Although the Los Angeles Kings are in uncharted playoff territory, they’re meeting a familiar opponent there.The Kings spent Tuesday in early preparations for their all-Pacific Division matchup with the Phoenix Coyotes in the Western Conference finals, expected to start this weekend in Arizona.

EL SEGUNDO, Calif. — Although the Los Angeles Kings are in uncharted playoff territory, they’re meeting a familiar opponent there.

The Kings spent Tuesday in early preparations for their all-Pacific Division matchup with the Phoenix Coyotes in the Western Conference finals, expected to start this weekend in Arizona. Los Angeles is making just its second trip to the conference finals in 45 years of existence to face a franchise in its first conference finals in 33 years in the NHL.

Los Angeles captain Dustin Brown caught part of the Coyotes’ clincher at home with family, but he already knows plenty about the only remaining obstacle between the Kings and the Stanley Cup finals.

He thinks the unusual matchup is great for hockey, boosting two long-suffering fan bases while underlining both the league’s parity and the top-to-bottom toughness of a division that finishes its home games when much of the hockey world is asleep.

“We’ve been in the same division, playing six times a year, a couple pre-season games,” Brown said Tuesday after the Kings’ depth players held a brief practice at their training complex. “It’s bringing excitement to different markets, and it shows the parity in the league where you probably have two teams that weren’t expected to be in this situation playing for a chance to be in the Cup finals.”

TASK INSTRUCTIONS –
1) Print the stretch of the hockey article from "Los Angeles captain" through "Stanley Cup finals.".
2) According to the hockey article, where and when is the Western Conference finals series expected to start?
3) Please continue the hockey article from where it stops.
The rows that follow are from a separate source, not from the hockey article.

PROVIDED MATERIAL –
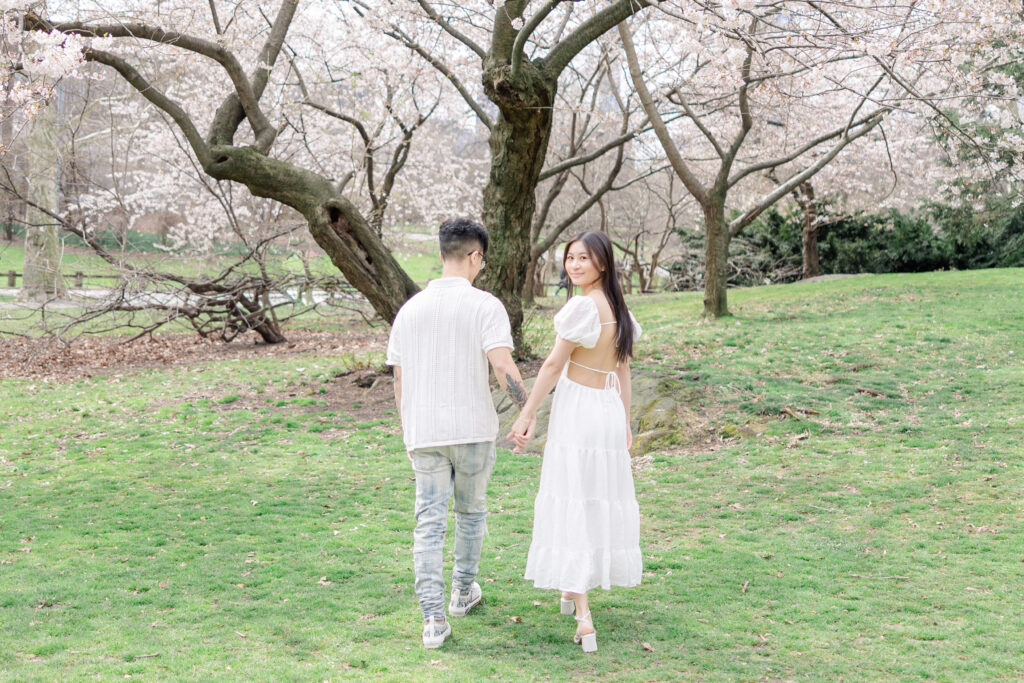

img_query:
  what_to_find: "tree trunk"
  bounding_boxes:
[793,182,820,280]
[18,97,68,300]
[703,197,730,318]
[482,61,556,356]
[522,250,544,306]
[205,145,415,323]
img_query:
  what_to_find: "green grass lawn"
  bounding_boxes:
[0,270,1024,681]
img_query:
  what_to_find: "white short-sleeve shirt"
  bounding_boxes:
[386,278,513,451]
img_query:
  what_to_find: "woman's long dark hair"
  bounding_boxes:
[562,230,633,362]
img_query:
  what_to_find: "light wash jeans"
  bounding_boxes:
[410,441,497,620]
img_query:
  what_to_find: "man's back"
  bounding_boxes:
[387,278,512,451]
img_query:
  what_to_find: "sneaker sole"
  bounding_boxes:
[449,596,483,616]
[423,629,452,650]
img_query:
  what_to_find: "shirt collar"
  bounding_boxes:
[427,276,472,287]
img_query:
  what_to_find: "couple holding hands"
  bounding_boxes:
[387,218,642,652]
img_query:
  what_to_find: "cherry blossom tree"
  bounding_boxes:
[18,0,416,321]
[620,0,1020,317]
[376,0,650,347]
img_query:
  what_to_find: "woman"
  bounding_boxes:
[509,232,642,652]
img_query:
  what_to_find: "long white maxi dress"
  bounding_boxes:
[525,296,643,593]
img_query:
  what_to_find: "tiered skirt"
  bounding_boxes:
[525,373,643,593]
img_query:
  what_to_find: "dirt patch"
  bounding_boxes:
[0,327,387,382]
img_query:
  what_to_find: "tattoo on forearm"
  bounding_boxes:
[505,373,526,408]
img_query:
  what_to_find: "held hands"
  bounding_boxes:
[505,413,537,453]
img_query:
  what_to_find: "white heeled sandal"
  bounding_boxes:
[558,598,575,614]
[572,612,597,652]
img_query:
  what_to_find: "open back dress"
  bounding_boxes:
[525,296,643,593]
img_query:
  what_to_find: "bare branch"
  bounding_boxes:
[417,0,487,59]
[727,108,890,187]
[84,49,210,166]
[728,111,886,237]
[618,22,708,206]
[512,0,561,78]
[544,0,660,76]
[384,25,494,130]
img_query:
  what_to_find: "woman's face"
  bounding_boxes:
[565,241,601,288]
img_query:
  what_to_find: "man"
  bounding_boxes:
[387,218,526,648]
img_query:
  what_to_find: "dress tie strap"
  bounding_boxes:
[569,358,623,394]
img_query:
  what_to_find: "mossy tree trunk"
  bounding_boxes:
[18,97,68,300]
[204,145,418,323]
[482,62,557,351]
[793,182,820,280]
[29,5,417,323]
[701,195,730,318]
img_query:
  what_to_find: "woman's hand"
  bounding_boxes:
[505,413,537,453]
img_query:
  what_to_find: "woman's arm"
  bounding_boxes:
[506,337,578,453]
[615,358,633,449]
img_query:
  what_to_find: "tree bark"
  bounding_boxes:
[18,97,68,300]
[702,196,731,318]
[204,145,418,323]
[482,61,557,355]
[793,181,820,280]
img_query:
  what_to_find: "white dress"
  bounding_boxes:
[525,296,643,593]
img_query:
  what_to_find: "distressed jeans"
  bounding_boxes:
[409,441,497,620]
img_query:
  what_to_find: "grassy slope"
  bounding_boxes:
[0,270,1024,681]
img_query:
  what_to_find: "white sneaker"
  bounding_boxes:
[423,616,452,650]
[449,581,483,616]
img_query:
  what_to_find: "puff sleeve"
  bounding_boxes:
[555,295,601,348]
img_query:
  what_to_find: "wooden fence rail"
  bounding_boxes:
[0,270,355,292]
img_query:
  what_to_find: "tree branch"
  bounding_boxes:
[538,117,650,181]
[543,0,660,76]
[618,22,708,206]
[512,0,561,78]
[25,11,284,154]
[727,108,890,187]
[728,114,888,237]
[384,25,494,130]
[84,48,210,166]
[417,0,487,59]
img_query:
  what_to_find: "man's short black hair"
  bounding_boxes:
[437,218,488,259]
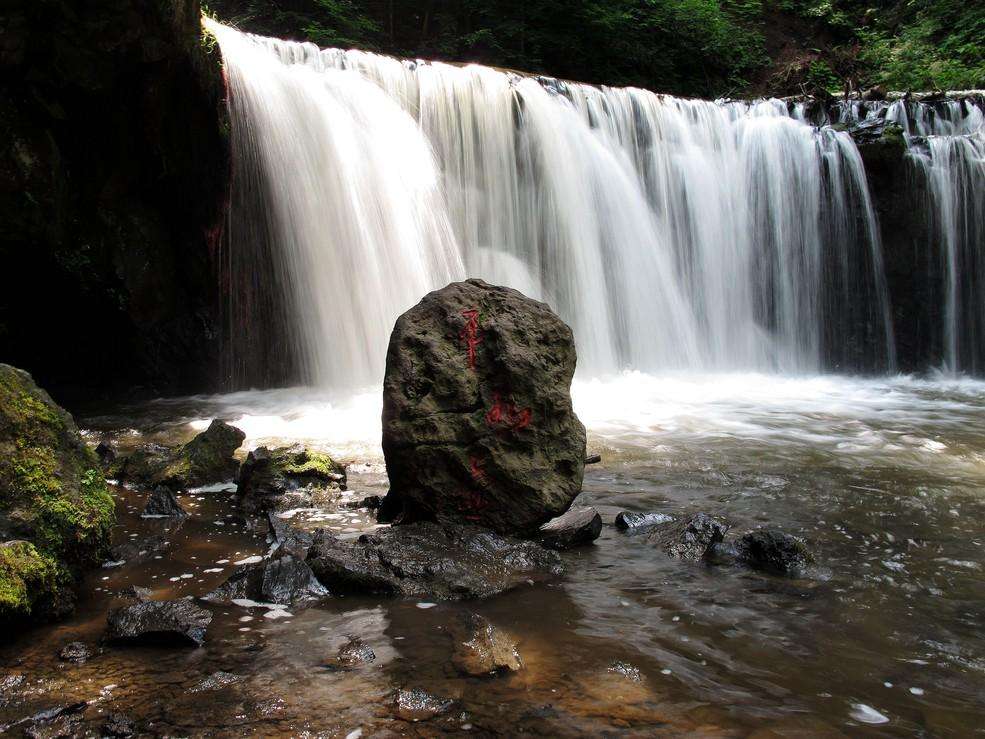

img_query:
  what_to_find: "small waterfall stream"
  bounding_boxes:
[210,22,894,387]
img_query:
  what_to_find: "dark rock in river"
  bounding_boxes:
[647,513,729,561]
[58,641,96,665]
[451,613,523,677]
[616,511,674,530]
[106,599,212,647]
[0,364,115,627]
[325,637,376,670]
[107,420,246,490]
[199,554,329,606]
[537,507,602,549]
[236,446,346,513]
[308,522,563,600]
[394,689,455,721]
[140,485,188,518]
[734,529,814,577]
[381,280,585,534]
[102,713,137,737]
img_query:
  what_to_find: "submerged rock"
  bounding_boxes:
[451,613,523,677]
[106,598,212,647]
[58,641,96,665]
[326,637,376,670]
[236,446,346,513]
[394,689,455,721]
[380,280,585,534]
[647,513,729,561]
[199,554,329,606]
[616,511,674,531]
[107,420,246,490]
[308,522,563,600]
[140,485,188,518]
[537,507,602,549]
[0,364,115,626]
[732,528,814,577]
[102,713,137,737]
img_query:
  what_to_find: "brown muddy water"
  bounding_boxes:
[0,374,985,737]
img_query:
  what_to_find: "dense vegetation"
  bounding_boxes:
[209,0,985,95]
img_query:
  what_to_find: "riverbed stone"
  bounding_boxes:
[380,280,585,535]
[0,364,115,626]
[734,528,814,577]
[647,513,729,561]
[308,522,563,600]
[236,446,346,514]
[106,419,246,490]
[140,485,188,518]
[106,598,212,647]
[451,613,523,677]
[537,506,602,549]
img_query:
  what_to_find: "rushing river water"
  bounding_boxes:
[0,374,985,736]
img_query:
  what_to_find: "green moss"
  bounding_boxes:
[282,451,339,479]
[0,541,67,618]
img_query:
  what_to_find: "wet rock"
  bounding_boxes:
[380,280,585,534]
[140,485,188,518]
[325,637,376,670]
[119,585,154,603]
[394,689,455,721]
[647,513,729,561]
[451,613,523,677]
[110,518,177,563]
[735,528,814,577]
[236,446,346,513]
[308,523,563,600]
[616,511,674,531]
[102,713,137,737]
[191,670,243,693]
[537,507,602,549]
[95,441,116,471]
[199,554,329,606]
[345,495,383,511]
[0,364,115,627]
[58,641,96,664]
[107,420,246,490]
[106,599,212,647]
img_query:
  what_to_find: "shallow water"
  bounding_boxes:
[0,374,985,736]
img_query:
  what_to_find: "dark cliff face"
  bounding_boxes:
[858,128,944,372]
[0,0,229,400]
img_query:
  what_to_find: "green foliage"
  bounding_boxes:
[210,0,985,96]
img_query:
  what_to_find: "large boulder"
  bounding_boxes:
[236,446,346,513]
[381,280,585,534]
[308,522,563,600]
[104,419,246,490]
[0,364,115,624]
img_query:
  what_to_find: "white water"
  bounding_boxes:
[842,100,985,374]
[209,22,893,388]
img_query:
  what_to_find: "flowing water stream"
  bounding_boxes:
[0,24,985,737]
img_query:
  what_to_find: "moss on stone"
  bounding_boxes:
[0,541,68,620]
[0,364,115,621]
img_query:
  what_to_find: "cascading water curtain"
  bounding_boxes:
[841,95,985,375]
[209,17,893,387]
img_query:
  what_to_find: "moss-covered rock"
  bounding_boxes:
[0,364,115,623]
[237,446,346,513]
[106,420,246,490]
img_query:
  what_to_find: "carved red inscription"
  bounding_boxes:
[459,308,482,370]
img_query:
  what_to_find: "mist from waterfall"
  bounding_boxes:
[209,22,894,387]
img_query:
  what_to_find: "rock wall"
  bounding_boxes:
[0,0,229,398]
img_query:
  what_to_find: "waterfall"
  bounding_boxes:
[841,96,985,374]
[208,22,894,387]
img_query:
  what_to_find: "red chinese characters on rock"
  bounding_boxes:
[486,393,533,431]
[459,308,482,370]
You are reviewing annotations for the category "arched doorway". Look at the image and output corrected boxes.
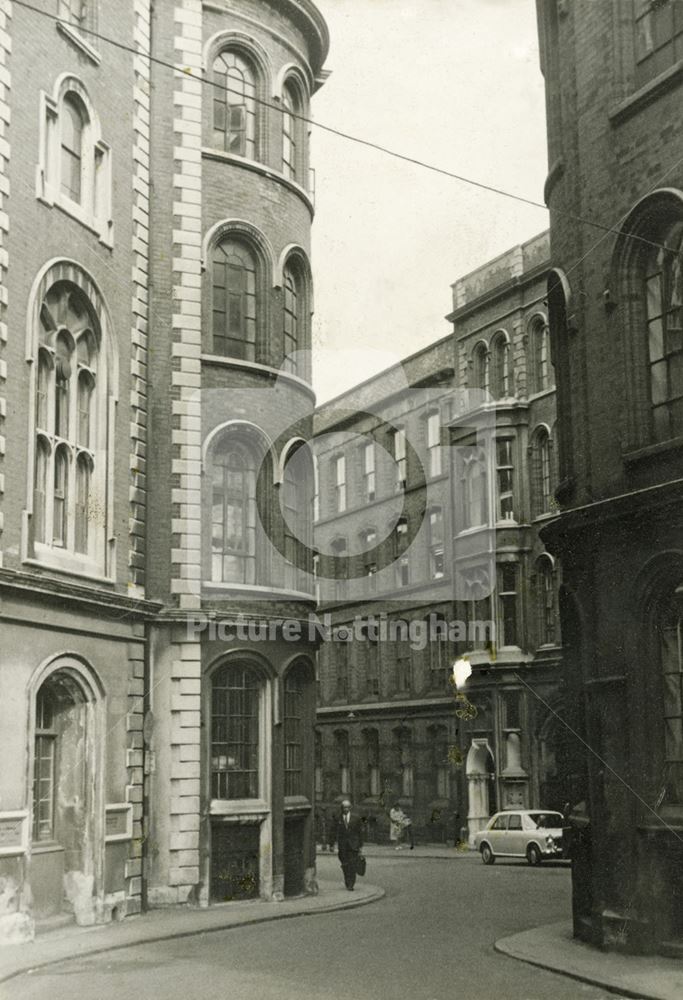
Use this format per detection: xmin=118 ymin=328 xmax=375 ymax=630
xmin=465 ymin=739 xmax=496 ymax=844
xmin=31 ymin=663 xmax=103 ymax=925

EXPECTED OUTPUTS –
1)
Los Angeles captain Dustin Brown caught part of the Coyotes’ clincher at home with family, but he already knows plenty about the only remaining obstacle between the Kings and the Stanley Cup finals.

2) This weekend in Arizona.

3)
The Kings and Coyotes haven’t met since Feb. 21, when Phoenix rallied from a three-goal deficit for a shootout victory, splitting the six-game season series. Yet they competed down the stretch in the wild three-team race for the Pacific title, with Phoenix finishing one point ahead of San Jose and two points ahead of Los Angeles when the Kings lost their final two games in extra time to the Sharks.

“It was a little disappointing there at the end of the year, the way we closed it out the last two games,” goalie Jonathan Quick said. “They were able to win theirs and take something that we’d been working all season, trying to get. We’ve both knocked off some good teams along the way, and I’d say we’re both playing our best hockey of the season.”

Both teams are built around goaltending, with Quick and Mike Smith emerging as two of the NHL’s best puck-stoppers this season. Quick leads all goalies still alive in the playoffs with a 1.55 goals-against average and a .949 save percentage, while Smith is tops with two shutouts — one more than Quick.

Brown thinks the teams are similar on the rest of the ice as well, with solid defences and grinding offences. The Kings are impressed by the Coyotes’ speed, yet Los Angeles thinks it can match Phoenix’s tempo and grit.

“That’s kind of a byproduct of playing in the Pacific Division,” said Brown, who has 11 points and leads the NHL with a plus-9 rating in the post-season.

“If you look at Pacific Division teams, they’re all pretty similar, and that’s a result of the bigger picture of playing in the West,” Brown added. “A lot of teams are very similar in the West. Maybe not this year, but the Pacific Division has been one of the tougher divisions over the last 5-6 years. When you’re playing those teams six times a year, to be able to compete against those teams, you have to be willing to put on your work boots.”

Kings coach Darryl Sutter spent part of Tuesday driving family to the airport, but he’s already done advance work on the Coyotes, praising their speed and back-end defence. He sees little difference in overall quality among Los Angeles and Phoenix and the two teams they dispatched in the conference semifinals: St. Louis and Nashville.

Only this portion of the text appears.